◆ Input for this task
════════

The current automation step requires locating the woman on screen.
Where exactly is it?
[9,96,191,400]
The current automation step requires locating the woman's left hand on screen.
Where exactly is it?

════════

Recast everything from the line containing "The current automation step requires locating the woman's" down to the end of the listing as a Markdown table with two columns: Row, holding a running number, and Entry, holding the line itself. Skip any blank lines.

| Row | Entry |
|---|---|
| 1 | The current automation step requires locating the woman's left hand on screen. |
| 2 | Where exactly is it? |